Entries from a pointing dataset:
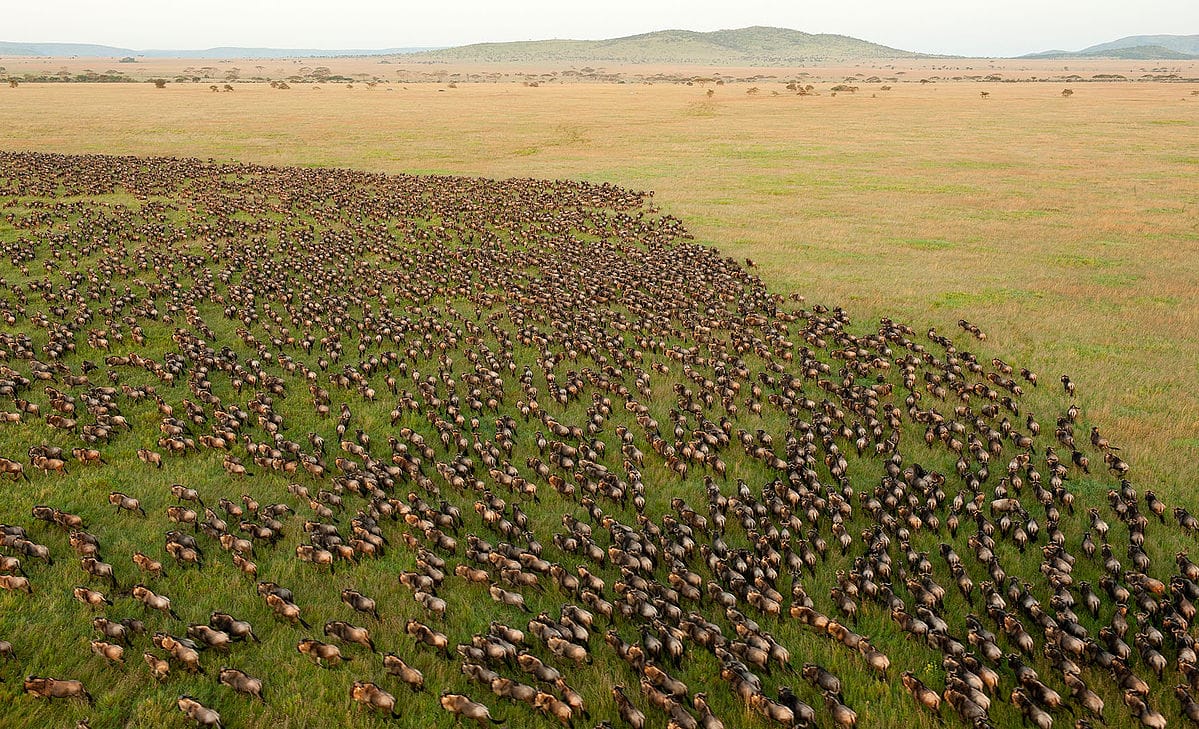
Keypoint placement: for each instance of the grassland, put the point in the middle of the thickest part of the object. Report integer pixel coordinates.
(1060, 226)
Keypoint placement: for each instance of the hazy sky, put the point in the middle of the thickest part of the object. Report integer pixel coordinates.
(951, 26)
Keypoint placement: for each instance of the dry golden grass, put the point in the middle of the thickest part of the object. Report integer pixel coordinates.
(1065, 228)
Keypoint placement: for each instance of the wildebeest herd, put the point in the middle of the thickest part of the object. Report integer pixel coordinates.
(522, 451)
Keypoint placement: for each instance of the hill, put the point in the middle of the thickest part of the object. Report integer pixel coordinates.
(1184, 44)
(742, 47)
(91, 49)
(1149, 48)
(528, 380)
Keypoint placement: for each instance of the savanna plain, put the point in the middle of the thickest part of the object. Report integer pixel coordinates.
(1064, 227)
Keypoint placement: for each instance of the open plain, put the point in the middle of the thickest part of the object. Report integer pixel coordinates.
(1062, 227)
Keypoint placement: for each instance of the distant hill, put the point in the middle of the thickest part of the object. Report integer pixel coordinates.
(92, 50)
(1149, 48)
(743, 47)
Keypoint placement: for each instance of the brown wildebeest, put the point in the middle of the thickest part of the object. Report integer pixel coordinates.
(198, 712)
(360, 602)
(88, 456)
(179, 650)
(109, 651)
(152, 601)
(396, 666)
(463, 708)
(633, 716)
(158, 667)
(16, 583)
(127, 502)
(321, 652)
(12, 468)
(371, 694)
(185, 494)
(150, 457)
(97, 568)
(349, 633)
(923, 694)
(210, 637)
(239, 628)
(284, 609)
(148, 565)
(427, 636)
(241, 682)
(90, 597)
(56, 688)
(553, 706)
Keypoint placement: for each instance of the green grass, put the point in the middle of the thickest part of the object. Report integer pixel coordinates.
(50, 631)
(871, 178)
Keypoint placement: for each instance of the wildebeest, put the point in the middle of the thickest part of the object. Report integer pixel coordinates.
(321, 654)
(463, 708)
(198, 712)
(371, 694)
(56, 688)
(241, 682)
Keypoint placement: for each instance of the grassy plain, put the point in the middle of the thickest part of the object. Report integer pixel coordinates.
(1064, 227)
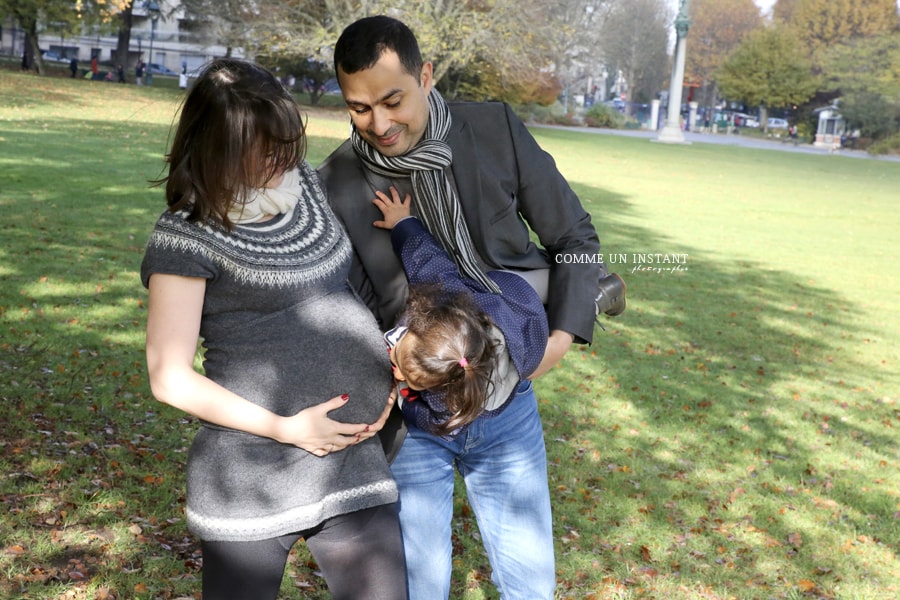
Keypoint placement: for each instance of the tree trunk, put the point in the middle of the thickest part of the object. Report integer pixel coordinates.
(124, 35)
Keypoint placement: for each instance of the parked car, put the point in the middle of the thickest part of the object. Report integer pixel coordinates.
(742, 120)
(158, 69)
(51, 56)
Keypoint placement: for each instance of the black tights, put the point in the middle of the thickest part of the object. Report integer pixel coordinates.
(359, 554)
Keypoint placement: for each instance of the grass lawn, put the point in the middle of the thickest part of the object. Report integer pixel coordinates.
(733, 435)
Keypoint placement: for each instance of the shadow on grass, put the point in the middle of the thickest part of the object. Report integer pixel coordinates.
(721, 417)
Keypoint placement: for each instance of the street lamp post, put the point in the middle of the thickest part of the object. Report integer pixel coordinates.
(153, 10)
(671, 133)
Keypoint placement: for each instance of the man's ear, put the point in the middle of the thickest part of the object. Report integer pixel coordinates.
(426, 77)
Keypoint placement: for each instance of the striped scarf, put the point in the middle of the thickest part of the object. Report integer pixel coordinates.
(435, 196)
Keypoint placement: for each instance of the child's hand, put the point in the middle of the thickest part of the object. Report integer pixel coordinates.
(392, 208)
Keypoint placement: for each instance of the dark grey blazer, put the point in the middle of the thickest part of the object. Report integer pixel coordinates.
(506, 184)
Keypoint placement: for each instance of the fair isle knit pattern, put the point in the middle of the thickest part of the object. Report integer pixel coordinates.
(264, 526)
(312, 246)
(281, 328)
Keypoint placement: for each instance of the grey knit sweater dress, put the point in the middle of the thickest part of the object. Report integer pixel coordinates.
(282, 328)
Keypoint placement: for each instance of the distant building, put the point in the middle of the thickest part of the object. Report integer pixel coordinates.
(176, 41)
(831, 127)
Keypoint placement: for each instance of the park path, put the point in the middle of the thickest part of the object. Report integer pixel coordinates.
(732, 140)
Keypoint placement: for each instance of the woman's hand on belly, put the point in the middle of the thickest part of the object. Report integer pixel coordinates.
(314, 431)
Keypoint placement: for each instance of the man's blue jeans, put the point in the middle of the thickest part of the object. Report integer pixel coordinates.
(503, 462)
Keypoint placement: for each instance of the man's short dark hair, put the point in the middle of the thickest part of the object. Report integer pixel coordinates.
(363, 42)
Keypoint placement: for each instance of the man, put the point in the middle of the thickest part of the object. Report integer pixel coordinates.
(478, 182)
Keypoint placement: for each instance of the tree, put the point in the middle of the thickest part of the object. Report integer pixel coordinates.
(768, 70)
(865, 74)
(822, 23)
(634, 39)
(717, 28)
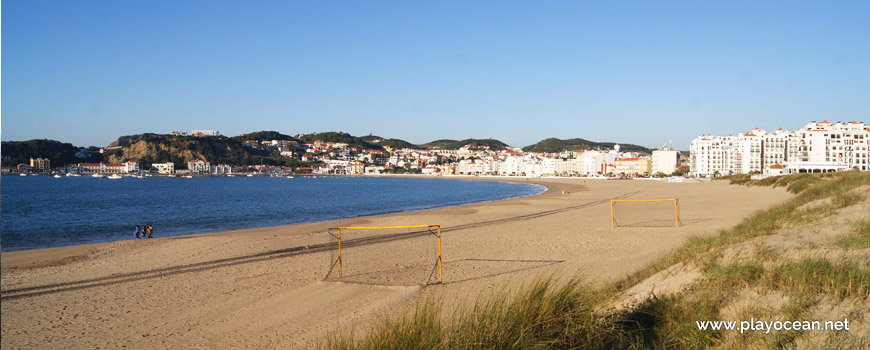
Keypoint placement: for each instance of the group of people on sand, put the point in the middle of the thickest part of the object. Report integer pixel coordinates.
(144, 231)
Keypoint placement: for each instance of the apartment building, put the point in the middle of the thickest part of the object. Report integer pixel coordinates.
(817, 147)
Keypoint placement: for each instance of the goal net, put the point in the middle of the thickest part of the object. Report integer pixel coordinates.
(386, 255)
(645, 213)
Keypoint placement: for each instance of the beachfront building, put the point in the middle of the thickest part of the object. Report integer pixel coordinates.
(222, 169)
(200, 133)
(746, 153)
(105, 168)
(40, 164)
(665, 160)
(164, 168)
(197, 166)
(817, 147)
(711, 156)
(635, 166)
(825, 146)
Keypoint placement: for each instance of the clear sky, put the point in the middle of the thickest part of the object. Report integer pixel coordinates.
(642, 72)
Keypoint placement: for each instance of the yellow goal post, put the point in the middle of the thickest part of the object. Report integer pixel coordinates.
(437, 234)
(676, 210)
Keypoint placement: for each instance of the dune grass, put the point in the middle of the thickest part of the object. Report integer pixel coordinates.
(550, 315)
(858, 237)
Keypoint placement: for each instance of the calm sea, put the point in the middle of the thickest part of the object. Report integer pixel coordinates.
(42, 211)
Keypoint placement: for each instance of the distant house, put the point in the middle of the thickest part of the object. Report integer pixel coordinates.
(164, 168)
(222, 169)
(633, 166)
(40, 164)
(197, 166)
(303, 170)
(200, 133)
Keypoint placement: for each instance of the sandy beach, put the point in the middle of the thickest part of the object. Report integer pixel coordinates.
(265, 288)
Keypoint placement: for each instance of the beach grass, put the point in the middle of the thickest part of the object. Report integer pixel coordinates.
(550, 315)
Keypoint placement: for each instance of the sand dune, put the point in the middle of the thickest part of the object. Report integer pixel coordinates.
(265, 288)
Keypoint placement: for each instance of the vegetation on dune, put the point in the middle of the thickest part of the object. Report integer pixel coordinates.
(546, 314)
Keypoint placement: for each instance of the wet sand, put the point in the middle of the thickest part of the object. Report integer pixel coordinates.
(265, 288)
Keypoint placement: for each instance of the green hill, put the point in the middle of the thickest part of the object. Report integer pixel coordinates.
(392, 143)
(553, 145)
(155, 148)
(264, 136)
(494, 145)
(60, 154)
(341, 137)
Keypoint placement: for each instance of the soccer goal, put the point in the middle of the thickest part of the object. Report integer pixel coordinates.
(387, 255)
(645, 212)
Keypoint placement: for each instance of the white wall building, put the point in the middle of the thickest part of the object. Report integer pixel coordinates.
(164, 168)
(817, 147)
(665, 161)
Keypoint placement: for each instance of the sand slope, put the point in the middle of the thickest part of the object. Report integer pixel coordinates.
(264, 288)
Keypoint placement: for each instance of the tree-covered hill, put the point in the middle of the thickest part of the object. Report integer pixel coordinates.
(340, 137)
(60, 154)
(553, 145)
(155, 148)
(392, 143)
(494, 145)
(264, 136)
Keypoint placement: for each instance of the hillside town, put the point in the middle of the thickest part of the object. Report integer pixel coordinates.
(817, 147)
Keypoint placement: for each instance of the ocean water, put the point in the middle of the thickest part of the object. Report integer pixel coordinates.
(43, 211)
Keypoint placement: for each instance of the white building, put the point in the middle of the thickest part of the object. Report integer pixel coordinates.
(204, 133)
(829, 146)
(197, 166)
(222, 169)
(164, 168)
(817, 147)
(665, 161)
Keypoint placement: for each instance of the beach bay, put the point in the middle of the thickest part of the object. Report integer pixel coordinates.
(249, 289)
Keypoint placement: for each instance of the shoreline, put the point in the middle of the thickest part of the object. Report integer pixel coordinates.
(50, 256)
(264, 288)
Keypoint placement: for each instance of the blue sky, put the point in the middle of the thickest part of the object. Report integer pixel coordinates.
(640, 72)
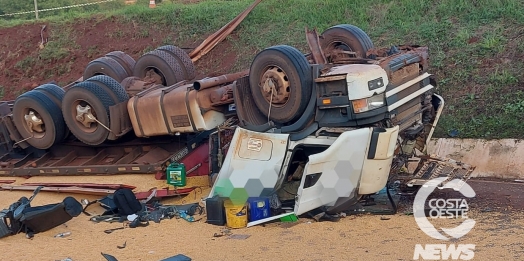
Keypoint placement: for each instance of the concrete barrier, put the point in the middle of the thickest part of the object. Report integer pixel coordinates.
(493, 158)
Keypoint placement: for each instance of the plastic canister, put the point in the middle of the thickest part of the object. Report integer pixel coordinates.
(236, 215)
(176, 174)
(259, 208)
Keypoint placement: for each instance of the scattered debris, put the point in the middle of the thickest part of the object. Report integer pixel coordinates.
(65, 234)
(81, 185)
(109, 231)
(108, 257)
(77, 190)
(224, 232)
(166, 192)
(220, 35)
(178, 257)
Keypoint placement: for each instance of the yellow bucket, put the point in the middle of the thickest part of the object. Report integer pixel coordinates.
(236, 215)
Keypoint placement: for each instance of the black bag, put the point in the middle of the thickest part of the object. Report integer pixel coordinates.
(43, 218)
(10, 223)
(126, 202)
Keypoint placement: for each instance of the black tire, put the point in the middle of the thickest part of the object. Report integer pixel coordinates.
(123, 59)
(56, 93)
(296, 68)
(347, 37)
(99, 100)
(163, 64)
(183, 59)
(112, 86)
(49, 113)
(105, 66)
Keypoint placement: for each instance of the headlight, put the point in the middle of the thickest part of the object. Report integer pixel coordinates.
(368, 104)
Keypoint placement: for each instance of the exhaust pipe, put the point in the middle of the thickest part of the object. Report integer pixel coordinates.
(214, 81)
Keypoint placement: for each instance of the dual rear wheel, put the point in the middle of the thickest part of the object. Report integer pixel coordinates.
(280, 79)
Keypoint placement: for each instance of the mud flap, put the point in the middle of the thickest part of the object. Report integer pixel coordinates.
(439, 167)
(333, 175)
(252, 166)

» Stated goal:
Copy the rows from the line with "Keypoint placement: for each instance of the mud" through the last row, replacing "middle" with "center" and leaving everything else unchanged.

» Exercise response:
Keypoint placement: for each instance of the mud flap, put the point in the center of the thickest part of the object. Report integer pixel coordinates.
(439, 167)
(333, 175)
(252, 166)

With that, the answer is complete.